## begin Dataset extract
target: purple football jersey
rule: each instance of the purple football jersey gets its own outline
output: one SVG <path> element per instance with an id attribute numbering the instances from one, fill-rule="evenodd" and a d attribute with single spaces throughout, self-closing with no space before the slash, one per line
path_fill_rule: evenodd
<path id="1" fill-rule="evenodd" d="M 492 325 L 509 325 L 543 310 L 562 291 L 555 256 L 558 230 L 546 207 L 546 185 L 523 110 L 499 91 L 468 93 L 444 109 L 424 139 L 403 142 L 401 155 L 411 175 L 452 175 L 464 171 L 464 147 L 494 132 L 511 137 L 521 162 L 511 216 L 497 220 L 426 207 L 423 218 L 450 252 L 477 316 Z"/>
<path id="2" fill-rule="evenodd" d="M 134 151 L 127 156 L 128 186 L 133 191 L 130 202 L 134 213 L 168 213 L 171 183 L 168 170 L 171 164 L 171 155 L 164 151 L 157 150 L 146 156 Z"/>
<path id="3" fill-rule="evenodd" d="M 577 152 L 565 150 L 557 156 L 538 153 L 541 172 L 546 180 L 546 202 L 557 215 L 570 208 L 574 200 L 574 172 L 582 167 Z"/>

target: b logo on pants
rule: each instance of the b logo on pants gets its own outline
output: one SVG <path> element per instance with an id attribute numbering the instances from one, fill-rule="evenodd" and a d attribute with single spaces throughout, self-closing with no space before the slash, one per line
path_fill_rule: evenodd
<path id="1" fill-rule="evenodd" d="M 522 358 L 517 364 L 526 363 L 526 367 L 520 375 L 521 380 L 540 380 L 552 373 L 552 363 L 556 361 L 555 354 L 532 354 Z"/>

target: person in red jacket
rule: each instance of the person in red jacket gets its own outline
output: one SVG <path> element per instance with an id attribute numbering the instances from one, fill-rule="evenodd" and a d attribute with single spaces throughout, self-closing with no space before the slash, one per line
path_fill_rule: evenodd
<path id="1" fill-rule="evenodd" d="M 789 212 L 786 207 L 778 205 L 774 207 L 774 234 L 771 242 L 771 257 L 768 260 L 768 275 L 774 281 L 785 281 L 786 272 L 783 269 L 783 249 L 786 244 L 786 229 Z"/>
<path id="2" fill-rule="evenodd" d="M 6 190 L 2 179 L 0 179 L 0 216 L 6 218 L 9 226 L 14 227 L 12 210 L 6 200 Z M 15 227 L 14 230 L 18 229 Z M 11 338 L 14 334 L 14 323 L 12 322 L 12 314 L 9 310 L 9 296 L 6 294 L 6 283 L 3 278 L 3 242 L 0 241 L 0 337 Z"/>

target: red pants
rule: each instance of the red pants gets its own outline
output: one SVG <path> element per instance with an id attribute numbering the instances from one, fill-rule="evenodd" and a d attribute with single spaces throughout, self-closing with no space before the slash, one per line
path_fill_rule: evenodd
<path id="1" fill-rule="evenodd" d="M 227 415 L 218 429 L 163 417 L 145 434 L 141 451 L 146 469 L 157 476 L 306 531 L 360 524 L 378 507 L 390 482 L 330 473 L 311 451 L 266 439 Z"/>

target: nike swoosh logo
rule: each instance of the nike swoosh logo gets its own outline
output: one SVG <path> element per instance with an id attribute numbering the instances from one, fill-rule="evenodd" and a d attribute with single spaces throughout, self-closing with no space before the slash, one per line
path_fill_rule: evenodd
## end Dataset extract
▶ _Exercise prompt_
Reproduce the full listing above, substituting "gets a separate outline" for each occurrence of "gets its own outline" and keeping everything else the same.

▶ _Complete answer_
target: purple football jersey
rule: each instance of the purple football jersey gets a separate outline
output: one SVG <path> element per instance with an id attribute numbering the instances from one, fill-rule="evenodd" and a d attribute with single spaces throughout, self-closing with no space before the slash, one per line
path_fill_rule: evenodd
<path id="1" fill-rule="evenodd" d="M 492 325 L 509 325 L 543 310 L 562 291 L 555 256 L 558 230 L 546 207 L 546 185 L 523 110 L 499 91 L 468 93 L 444 109 L 424 139 L 403 142 L 401 155 L 411 175 L 452 175 L 464 171 L 464 147 L 494 132 L 511 137 L 521 162 L 511 216 L 497 220 L 426 207 L 423 218 L 450 252 L 477 316 Z"/>
<path id="2" fill-rule="evenodd" d="M 134 151 L 127 156 L 128 186 L 133 191 L 130 202 L 134 213 L 168 213 L 171 183 L 168 170 L 171 164 L 171 155 L 164 151 L 157 150 L 146 156 Z"/>
<path id="3" fill-rule="evenodd" d="M 577 152 L 565 150 L 557 156 L 538 153 L 541 172 L 546 180 L 546 202 L 557 215 L 570 208 L 574 200 L 574 172 L 582 167 Z"/>

target: b logo on pants
rule: each instance of the b logo on pants gets a separate outline
output: one SVG <path> element per instance with an id attribute numbering the instances from one, fill-rule="evenodd" and a d attribute with single spaces throughout, self-closing with no space before the slash, one per line
path_fill_rule: evenodd
<path id="1" fill-rule="evenodd" d="M 522 358 L 517 364 L 526 363 L 526 367 L 520 375 L 521 380 L 540 380 L 552 373 L 552 363 L 556 361 L 555 354 L 532 354 Z"/>

target: person in red jacket
rule: each instance of the person in red jacket gets a separate outline
output: one SVG <path> element per instance with an id attribute numbering the instances from one, fill-rule="evenodd" and a d attribute with single spaces throughout, self-closing with no space before the slash, one per line
path_fill_rule: evenodd
<path id="1" fill-rule="evenodd" d="M 789 212 L 786 207 L 778 205 L 774 207 L 774 234 L 771 242 L 771 257 L 768 260 L 768 275 L 774 281 L 785 281 L 786 272 L 783 269 L 783 249 L 786 244 L 786 229 Z"/>
<path id="2" fill-rule="evenodd" d="M 6 190 L 2 179 L 0 179 L 0 216 L 6 218 L 9 226 L 14 227 L 12 210 L 6 200 Z M 15 227 L 14 230 L 18 229 Z M 11 338 L 14 334 L 14 323 L 12 322 L 12 314 L 9 310 L 9 296 L 6 294 L 6 283 L 3 278 L 3 242 L 0 241 L 0 337 Z"/>

target: red pants
rule: each instance of the red pants gets a separate outline
output: one SVG <path> element per instance with an id attribute numbering the instances from one, fill-rule="evenodd" and a d attribute with single spaces throughout, self-closing with no space before the slash, one per line
path_fill_rule: evenodd
<path id="1" fill-rule="evenodd" d="M 227 415 L 218 429 L 163 417 L 145 434 L 141 451 L 146 469 L 157 476 L 306 531 L 360 524 L 378 507 L 390 482 L 330 473 L 311 451 L 266 439 Z"/>

target: nike swoosh logo
rule: each instance of the nike swoosh logo gets a separate outline
output: one SVG <path> element per instance with an id attribute numbering the instances from one, fill-rule="evenodd" and a d attribute with single spaces throughout, self-closing with no space before the slash, one per line
path_fill_rule: evenodd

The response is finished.